TO DO = Count the lines below with the string "Please" in them. Only the number should be given.

PROVIDED DATA =
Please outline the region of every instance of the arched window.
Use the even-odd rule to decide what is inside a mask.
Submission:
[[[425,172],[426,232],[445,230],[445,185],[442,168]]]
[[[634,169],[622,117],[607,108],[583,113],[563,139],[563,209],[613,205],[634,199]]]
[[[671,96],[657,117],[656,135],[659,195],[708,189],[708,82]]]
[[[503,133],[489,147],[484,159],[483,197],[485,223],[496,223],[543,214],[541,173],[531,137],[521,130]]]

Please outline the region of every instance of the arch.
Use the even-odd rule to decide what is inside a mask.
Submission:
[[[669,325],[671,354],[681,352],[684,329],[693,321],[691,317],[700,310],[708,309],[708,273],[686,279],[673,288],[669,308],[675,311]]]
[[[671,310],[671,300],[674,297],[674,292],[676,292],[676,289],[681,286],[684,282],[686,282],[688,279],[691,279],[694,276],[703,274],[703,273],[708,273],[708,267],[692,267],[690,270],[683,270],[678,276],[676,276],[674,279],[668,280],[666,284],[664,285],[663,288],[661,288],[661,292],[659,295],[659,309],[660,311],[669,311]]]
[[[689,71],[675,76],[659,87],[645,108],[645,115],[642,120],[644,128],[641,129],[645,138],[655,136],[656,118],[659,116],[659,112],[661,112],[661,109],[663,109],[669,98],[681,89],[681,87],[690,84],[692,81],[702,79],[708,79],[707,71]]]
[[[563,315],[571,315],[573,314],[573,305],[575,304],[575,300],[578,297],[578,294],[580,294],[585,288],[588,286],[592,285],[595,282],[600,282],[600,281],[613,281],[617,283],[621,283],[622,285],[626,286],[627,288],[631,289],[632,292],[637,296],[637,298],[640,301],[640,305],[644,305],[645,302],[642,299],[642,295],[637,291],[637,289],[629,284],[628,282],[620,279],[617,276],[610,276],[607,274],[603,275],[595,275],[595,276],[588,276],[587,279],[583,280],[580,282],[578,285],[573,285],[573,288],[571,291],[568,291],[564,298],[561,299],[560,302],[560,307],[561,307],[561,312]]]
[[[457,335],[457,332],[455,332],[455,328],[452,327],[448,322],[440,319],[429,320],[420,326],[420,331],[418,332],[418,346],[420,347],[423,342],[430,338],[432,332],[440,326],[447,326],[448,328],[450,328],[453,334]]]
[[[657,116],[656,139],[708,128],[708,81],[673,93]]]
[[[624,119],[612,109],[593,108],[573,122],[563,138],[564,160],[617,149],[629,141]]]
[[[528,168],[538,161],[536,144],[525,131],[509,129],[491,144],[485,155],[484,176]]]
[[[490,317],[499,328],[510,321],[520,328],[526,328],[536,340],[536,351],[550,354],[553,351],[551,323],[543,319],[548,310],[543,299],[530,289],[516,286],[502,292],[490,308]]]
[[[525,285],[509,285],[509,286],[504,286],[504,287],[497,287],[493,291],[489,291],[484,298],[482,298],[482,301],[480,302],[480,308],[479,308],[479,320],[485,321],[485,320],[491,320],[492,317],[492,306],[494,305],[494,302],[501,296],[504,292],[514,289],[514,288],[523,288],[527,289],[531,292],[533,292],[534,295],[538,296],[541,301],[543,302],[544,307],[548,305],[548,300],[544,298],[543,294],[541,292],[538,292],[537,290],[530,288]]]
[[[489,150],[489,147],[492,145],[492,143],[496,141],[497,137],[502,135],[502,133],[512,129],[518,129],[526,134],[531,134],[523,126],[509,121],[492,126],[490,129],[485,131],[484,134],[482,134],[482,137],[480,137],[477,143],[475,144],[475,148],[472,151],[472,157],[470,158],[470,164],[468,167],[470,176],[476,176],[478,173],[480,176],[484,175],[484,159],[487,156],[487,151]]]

RESPONSE AREA = 2